• **STATED PROBLEM 1**:
Decide whether each statement below agrees with the passage on marriage. Answer yes or no for each, and quote the deciding words of the passage.
(a) Mike learned to be a people pleaser.
(b) Melinda was bullied at work as a child.
(c) Triggers go away once a person completes the program.

• **GIVEN TEXT**:
Think of your marriage as a “thing” all by itself.

Why bother?

When you think of the marriage as a separate thing, it takes away all blame and finger pointing from yourself and from your partner. <<< I like this reason.

So let’s look at what the Marriage, with a capital M, “should” look like when it’s healed, whole, happy, and works for you:

  1. It generates happiness for both people.
  2. It is a source of friendship, support, and validation for both people.
  3. It is a safe place, which means it is an intimate place.
  4. It is an incubator for personal growth and expansion.
  5. Your best friend lives there.

So let’s say that you have both gone through my program, Levels 1 and 2. That means you have learned to love your Self and recognize that your Self is the best of you – it has wisdom, intuition, perspective, love, and more.

It also means that you know that your lifetime inner helpers that sometimes (or often) cause trouble mean well and you love them too, but they are not You.

They are part of you, but not your Self. You now know that your Self is bigger than the sum of your parts.

Finally, it means that you enjoy being in Self energy and can talk to all the parts of you. The parts respect your Self and allow your Self to lead them.

Ditto all of the above for your spouse.

Now, let’s create a scenario in which we run the Marriage Test on how to decide what parts to listen to when situations get tense:

Mike and Melinda

Mike and Melinda have something deep in common: They both grew up getting the message that they weren’t good enough.

Melinda got it through the bullying she received in school. She came to the brilliant conclusion, as only small children will, that if she was perfect in every way, she would never again feel not good enough. Less than perfect wasn’t good enough.

Mike learned to be a people pleaser. He was terrified of someone being upset with him. Then he would surely take it to mean that he was rotten to the core, a piece of garbage.

But through the Love Yourself Love Your Marriage program, both Mike and Melinda got past this. They felt “enough” and surely “good enough.”

However, we always can get triggered. Triggers never go away. The question is: How do we handle them? What do we feel inside?

It was bound to happen because no one is perfect. One day, Melinda made a grave error at work. Her bosses got down on her. That old part of her that had to be perfect jumped out of no-where to start ripping Melinda apart.

But, having completed so much work on herself, she could talk to that voice in her head and calm it down. She explained that she really had done the best she could; she was learning something new and that’s how new things went, sometimes.

She went home, not feeling great, but okay, Maybe she was in 60% Self energy. This happens from time to time.

• **DATA IN THIS EXERCISE**:
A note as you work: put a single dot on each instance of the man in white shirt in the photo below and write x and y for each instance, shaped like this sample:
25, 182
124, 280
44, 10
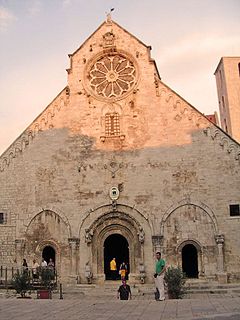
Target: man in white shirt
44, 263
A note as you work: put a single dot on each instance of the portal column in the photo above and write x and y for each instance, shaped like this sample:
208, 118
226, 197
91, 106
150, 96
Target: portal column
74, 248
157, 243
221, 275
19, 247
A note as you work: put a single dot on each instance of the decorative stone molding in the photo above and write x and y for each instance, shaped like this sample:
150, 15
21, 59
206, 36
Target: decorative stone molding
43, 122
220, 239
111, 75
113, 166
157, 240
74, 241
108, 39
224, 141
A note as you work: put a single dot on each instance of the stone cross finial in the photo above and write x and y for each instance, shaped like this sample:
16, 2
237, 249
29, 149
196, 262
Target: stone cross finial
109, 17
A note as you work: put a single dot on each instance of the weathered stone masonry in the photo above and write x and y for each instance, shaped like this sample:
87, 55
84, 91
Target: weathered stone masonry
119, 153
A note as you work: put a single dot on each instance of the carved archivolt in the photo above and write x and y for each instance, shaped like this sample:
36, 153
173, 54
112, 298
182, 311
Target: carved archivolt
43, 122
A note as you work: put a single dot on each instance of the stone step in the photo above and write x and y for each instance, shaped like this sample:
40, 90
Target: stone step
110, 289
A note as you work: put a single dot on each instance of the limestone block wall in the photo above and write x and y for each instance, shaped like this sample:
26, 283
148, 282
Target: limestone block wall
177, 173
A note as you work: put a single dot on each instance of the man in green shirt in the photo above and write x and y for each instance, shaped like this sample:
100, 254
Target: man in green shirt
159, 276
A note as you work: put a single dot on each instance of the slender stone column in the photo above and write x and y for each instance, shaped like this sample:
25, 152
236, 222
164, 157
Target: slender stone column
220, 241
221, 274
74, 247
19, 247
157, 242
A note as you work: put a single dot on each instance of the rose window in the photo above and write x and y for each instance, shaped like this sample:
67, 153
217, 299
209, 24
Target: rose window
112, 76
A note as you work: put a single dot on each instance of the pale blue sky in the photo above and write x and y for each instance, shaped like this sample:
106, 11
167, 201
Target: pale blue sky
188, 38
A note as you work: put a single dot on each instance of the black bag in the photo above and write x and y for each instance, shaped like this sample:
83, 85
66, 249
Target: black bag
157, 294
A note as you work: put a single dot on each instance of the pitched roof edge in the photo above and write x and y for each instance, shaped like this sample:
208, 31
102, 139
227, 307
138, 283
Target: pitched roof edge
200, 113
103, 23
30, 125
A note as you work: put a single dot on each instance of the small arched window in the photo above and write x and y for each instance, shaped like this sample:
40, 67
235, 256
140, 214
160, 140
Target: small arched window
112, 124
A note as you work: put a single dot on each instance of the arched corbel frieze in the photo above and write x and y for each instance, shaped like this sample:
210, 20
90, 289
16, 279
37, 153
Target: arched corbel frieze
185, 202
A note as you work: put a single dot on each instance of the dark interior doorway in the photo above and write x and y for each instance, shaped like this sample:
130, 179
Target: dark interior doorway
115, 246
49, 252
190, 261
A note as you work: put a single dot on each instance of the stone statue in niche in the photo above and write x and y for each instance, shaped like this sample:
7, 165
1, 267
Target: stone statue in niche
141, 235
88, 236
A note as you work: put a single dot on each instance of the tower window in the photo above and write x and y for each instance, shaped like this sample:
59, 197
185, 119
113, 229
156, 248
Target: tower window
225, 125
223, 102
1, 218
234, 210
112, 124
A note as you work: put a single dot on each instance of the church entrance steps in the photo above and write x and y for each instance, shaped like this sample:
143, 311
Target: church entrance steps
109, 288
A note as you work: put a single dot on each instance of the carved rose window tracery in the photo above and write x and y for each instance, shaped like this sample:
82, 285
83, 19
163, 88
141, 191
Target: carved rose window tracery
112, 76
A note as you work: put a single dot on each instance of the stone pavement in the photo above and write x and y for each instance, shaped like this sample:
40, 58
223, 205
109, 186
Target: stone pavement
77, 306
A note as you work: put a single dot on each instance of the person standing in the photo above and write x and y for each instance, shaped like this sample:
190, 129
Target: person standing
25, 266
123, 270
51, 264
159, 276
113, 268
44, 263
124, 291
35, 269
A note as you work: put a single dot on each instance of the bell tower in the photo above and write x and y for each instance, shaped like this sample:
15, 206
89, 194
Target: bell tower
228, 87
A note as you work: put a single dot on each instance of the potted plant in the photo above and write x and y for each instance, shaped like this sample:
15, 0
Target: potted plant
46, 283
175, 280
21, 283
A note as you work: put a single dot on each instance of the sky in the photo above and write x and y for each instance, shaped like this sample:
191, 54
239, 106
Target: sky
188, 39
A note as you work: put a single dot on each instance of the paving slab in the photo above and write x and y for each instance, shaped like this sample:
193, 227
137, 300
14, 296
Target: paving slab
75, 307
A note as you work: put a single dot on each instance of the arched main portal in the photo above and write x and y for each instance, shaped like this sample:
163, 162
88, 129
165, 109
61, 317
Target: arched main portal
49, 252
115, 246
190, 261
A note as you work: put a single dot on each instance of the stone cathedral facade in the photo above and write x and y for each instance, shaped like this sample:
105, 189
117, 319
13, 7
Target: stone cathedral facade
119, 165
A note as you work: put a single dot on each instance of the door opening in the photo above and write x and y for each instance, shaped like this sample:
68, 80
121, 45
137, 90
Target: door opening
49, 252
115, 246
190, 261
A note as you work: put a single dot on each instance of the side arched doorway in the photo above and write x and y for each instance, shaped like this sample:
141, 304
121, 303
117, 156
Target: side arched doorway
190, 260
49, 252
115, 246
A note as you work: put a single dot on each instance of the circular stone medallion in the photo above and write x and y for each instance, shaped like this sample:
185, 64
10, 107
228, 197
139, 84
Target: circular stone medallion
111, 76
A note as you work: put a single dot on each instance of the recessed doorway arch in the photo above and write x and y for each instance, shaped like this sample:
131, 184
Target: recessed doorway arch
115, 246
49, 253
190, 260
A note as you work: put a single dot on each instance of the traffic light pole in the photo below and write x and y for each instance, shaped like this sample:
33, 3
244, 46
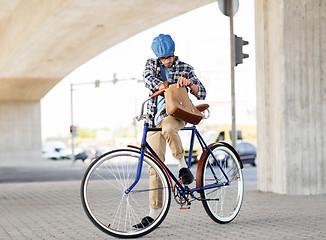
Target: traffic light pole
72, 125
232, 44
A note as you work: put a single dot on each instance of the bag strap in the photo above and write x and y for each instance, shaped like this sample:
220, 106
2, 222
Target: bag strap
163, 76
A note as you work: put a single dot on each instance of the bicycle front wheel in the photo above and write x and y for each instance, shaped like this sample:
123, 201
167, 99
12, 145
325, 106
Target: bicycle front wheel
222, 203
107, 204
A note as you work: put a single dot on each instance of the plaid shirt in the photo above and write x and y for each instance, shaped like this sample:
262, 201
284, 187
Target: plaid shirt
153, 80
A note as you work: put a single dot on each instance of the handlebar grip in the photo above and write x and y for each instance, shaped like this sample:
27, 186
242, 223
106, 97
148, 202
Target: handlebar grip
159, 92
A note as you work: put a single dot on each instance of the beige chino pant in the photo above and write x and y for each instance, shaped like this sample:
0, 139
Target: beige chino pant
157, 140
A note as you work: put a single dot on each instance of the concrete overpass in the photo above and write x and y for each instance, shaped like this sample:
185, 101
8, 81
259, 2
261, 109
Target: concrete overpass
43, 41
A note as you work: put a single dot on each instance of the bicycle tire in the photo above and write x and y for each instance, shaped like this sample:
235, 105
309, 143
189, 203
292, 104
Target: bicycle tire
223, 203
104, 199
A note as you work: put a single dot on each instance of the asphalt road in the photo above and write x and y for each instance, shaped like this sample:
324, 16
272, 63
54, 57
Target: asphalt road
65, 170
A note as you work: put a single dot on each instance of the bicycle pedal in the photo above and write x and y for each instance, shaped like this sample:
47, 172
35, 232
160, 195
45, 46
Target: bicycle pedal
182, 207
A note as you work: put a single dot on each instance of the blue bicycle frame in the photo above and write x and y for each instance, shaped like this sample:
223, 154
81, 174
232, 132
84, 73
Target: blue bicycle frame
183, 190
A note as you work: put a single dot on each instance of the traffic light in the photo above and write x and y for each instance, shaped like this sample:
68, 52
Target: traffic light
73, 130
97, 83
238, 53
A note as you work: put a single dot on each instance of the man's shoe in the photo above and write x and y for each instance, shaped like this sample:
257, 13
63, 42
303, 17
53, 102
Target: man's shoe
145, 222
186, 175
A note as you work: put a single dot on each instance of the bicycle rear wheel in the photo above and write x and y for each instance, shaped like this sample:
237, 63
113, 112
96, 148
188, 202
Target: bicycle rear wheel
222, 203
105, 201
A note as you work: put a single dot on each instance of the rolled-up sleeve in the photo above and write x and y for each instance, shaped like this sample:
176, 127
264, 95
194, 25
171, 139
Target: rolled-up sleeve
201, 95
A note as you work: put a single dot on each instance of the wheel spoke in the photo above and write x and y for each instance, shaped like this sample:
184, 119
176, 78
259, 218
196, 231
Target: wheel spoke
104, 198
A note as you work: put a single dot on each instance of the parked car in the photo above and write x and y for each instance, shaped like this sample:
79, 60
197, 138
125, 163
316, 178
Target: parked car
247, 152
88, 154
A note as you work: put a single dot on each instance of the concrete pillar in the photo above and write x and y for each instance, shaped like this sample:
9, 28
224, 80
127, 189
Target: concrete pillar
291, 95
20, 128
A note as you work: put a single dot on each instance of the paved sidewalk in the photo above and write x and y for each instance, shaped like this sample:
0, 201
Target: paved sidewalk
52, 210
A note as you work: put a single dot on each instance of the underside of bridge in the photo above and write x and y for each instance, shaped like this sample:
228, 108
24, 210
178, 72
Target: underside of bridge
43, 41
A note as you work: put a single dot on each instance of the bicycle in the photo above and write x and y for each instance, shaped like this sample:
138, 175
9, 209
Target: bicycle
115, 188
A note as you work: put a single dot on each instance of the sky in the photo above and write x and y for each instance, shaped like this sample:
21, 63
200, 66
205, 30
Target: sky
202, 39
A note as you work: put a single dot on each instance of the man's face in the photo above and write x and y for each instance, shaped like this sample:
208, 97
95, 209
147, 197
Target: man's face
168, 60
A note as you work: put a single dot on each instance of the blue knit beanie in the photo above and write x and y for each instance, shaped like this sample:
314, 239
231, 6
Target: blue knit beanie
163, 45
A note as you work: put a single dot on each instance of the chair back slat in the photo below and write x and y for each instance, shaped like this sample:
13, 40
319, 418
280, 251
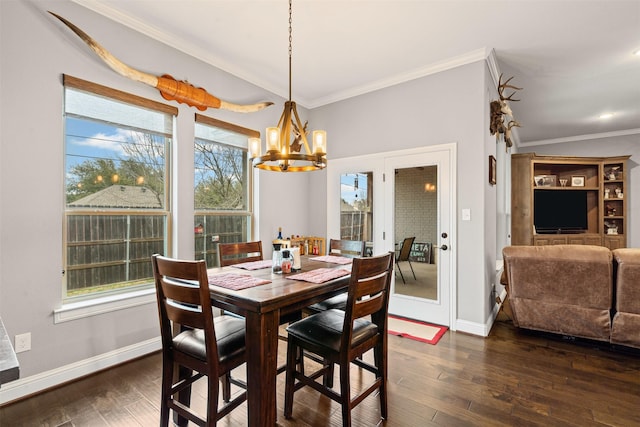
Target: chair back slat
236, 253
405, 249
182, 289
346, 248
368, 293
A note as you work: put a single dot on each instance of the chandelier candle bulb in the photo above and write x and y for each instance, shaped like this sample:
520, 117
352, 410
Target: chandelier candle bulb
273, 139
254, 147
319, 142
287, 144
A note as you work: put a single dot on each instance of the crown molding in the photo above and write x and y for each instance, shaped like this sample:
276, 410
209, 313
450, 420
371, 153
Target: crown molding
581, 137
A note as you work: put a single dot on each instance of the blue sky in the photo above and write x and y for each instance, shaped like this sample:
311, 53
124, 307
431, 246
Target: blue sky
87, 139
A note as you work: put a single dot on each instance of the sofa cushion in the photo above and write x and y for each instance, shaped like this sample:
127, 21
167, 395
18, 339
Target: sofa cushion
566, 289
625, 328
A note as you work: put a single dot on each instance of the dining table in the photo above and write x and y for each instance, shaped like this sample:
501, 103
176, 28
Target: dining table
263, 297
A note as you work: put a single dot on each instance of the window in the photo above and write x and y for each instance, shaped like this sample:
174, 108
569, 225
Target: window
116, 180
223, 208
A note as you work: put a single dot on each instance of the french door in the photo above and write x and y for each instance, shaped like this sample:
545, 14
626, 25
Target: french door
419, 203
401, 187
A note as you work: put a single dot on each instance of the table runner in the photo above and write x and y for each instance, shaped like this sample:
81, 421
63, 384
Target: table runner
333, 259
254, 265
320, 275
236, 282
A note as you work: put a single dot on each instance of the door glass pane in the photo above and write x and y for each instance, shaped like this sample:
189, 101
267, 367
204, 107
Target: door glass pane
356, 208
416, 215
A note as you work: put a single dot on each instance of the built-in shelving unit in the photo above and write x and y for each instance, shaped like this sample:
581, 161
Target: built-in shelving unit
590, 194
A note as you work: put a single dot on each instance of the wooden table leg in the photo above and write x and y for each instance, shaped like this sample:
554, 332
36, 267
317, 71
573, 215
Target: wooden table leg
262, 358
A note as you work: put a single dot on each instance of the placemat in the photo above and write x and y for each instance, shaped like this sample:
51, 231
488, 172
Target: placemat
254, 265
320, 275
235, 281
333, 259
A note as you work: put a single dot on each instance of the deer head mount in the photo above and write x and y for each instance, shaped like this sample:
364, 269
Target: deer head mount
500, 112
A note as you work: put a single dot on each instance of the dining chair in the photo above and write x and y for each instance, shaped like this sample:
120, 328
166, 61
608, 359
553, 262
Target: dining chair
203, 346
345, 248
236, 253
341, 337
403, 255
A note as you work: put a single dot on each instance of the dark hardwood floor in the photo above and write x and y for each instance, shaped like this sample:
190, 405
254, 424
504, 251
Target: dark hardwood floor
511, 378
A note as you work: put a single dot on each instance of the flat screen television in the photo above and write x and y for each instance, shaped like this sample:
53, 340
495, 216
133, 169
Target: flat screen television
557, 211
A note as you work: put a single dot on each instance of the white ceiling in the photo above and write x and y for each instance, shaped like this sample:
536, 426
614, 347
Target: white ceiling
572, 57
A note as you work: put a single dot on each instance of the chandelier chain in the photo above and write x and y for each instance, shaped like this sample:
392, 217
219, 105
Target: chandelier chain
290, 45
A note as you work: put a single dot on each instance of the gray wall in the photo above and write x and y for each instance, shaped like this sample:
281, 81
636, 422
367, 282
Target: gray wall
447, 107
36, 50
603, 147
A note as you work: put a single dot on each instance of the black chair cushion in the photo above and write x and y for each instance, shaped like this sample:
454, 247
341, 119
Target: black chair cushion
230, 333
338, 301
324, 329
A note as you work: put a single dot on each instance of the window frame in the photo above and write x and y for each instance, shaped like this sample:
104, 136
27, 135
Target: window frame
137, 290
249, 212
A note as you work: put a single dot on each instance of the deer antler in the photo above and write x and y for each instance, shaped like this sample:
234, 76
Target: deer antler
296, 145
505, 85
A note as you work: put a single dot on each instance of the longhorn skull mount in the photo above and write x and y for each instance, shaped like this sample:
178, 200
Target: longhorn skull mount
171, 89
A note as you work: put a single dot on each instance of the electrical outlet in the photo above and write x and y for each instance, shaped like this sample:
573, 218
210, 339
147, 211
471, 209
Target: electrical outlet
23, 342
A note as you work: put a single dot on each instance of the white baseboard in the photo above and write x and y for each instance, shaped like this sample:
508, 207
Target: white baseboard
24, 387
482, 329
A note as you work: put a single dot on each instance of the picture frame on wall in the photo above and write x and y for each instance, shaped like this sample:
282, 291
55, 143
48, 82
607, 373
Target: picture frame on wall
545, 180
577, 181
492, 170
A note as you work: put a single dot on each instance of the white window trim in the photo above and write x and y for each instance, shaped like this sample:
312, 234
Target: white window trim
105, 304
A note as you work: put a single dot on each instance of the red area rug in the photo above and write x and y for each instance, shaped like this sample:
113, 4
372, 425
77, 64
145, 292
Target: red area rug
416, 330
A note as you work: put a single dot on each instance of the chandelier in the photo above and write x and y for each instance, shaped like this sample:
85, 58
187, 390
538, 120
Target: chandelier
284, 153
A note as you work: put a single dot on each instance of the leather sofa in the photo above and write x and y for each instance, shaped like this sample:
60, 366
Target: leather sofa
575, 290
625, 328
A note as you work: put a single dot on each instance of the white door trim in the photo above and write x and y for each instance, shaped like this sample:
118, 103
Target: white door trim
375, 163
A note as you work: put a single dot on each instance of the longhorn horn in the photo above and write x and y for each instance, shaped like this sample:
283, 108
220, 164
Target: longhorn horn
170, 88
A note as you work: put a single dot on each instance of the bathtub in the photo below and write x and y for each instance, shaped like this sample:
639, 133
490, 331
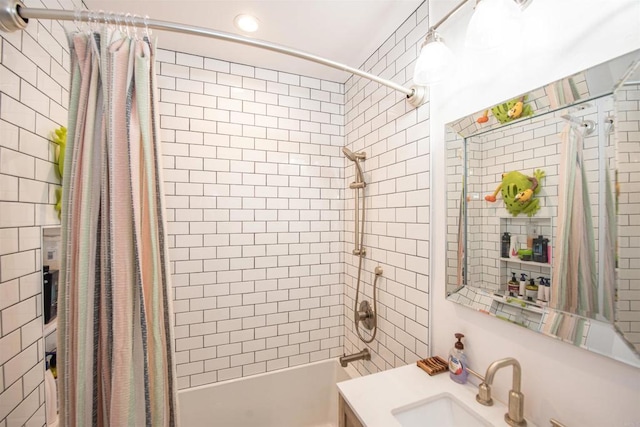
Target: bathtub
302, 396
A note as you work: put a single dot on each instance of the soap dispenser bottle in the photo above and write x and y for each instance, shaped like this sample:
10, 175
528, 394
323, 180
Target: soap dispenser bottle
523, 285
458, 362
513, 286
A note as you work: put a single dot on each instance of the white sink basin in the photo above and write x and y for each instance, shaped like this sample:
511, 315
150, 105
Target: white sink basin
441, 410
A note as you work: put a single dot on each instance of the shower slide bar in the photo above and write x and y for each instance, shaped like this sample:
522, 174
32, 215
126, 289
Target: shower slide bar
15, 16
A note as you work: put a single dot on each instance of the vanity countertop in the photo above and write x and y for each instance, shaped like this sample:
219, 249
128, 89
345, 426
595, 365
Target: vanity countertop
374, 397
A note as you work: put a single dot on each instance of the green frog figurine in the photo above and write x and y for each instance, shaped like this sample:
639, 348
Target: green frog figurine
518, 191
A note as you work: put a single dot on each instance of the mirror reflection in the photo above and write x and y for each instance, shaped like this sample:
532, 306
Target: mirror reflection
542, 212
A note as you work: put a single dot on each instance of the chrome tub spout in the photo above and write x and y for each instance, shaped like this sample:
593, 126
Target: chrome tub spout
361, 355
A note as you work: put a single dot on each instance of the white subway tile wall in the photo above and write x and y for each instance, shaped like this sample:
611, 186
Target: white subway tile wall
253, 173
395, 137
34, 91
628, 146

• **STATED PROBLEM 2**:
Show every line of the records that contains the string "limestone". Case counts.

• **ANSWER 1**:
(a) Yes: "Mike learned to be a people pleaser."
(b) No: "Melinda got it through the bullying she received in school."
(c) No: "Triggers never go away."

• **ANSWER 2**:
A note as you work: put a single dot on each instance of the limestone block wall in the photo above and write x and y for each instance, shaped like this sample:
Target: limestone block wall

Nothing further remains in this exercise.